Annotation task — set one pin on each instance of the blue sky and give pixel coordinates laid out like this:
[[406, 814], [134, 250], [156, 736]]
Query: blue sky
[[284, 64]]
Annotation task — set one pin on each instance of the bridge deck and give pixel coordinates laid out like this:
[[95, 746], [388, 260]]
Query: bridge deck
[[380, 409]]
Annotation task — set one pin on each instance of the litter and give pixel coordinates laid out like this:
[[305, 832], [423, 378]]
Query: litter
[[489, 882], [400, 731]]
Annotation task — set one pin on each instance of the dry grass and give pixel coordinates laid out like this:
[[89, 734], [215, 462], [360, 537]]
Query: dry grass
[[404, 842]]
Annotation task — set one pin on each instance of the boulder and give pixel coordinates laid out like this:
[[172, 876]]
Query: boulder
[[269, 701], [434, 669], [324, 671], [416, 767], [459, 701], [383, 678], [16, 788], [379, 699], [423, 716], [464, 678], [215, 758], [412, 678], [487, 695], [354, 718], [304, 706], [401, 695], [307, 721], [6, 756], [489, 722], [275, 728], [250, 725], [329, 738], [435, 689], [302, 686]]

====

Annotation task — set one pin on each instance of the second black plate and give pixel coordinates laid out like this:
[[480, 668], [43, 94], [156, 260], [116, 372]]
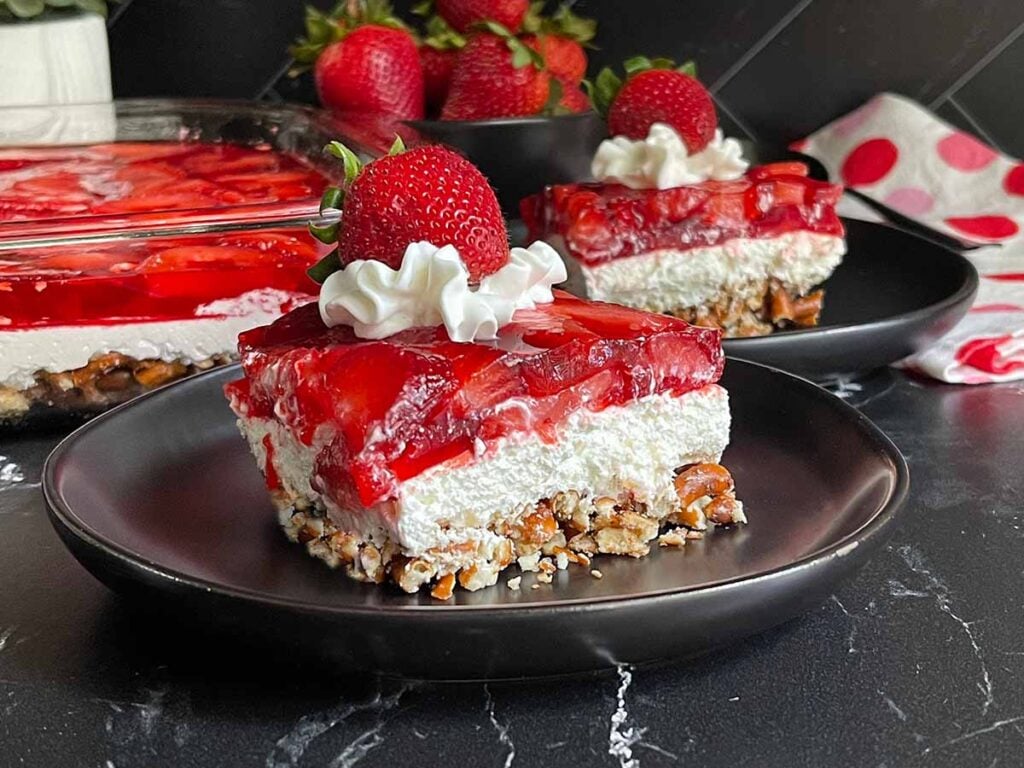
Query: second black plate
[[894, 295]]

====

WHAT NEEDS TO BE DONE:
Could you retype the material above, starting at the line that has "of the second" and stopping after the line that has "[[894, 295]]", including both, while leaving the pictures out?

THE RESPONSE:
Annotation task — set one pin on each instance of the second black plate and give pixel coordinates laid out like this:
[[480, 668], [43, 94], [156, 260], [116, 372]]
Query: second black plate
[[894, 295]]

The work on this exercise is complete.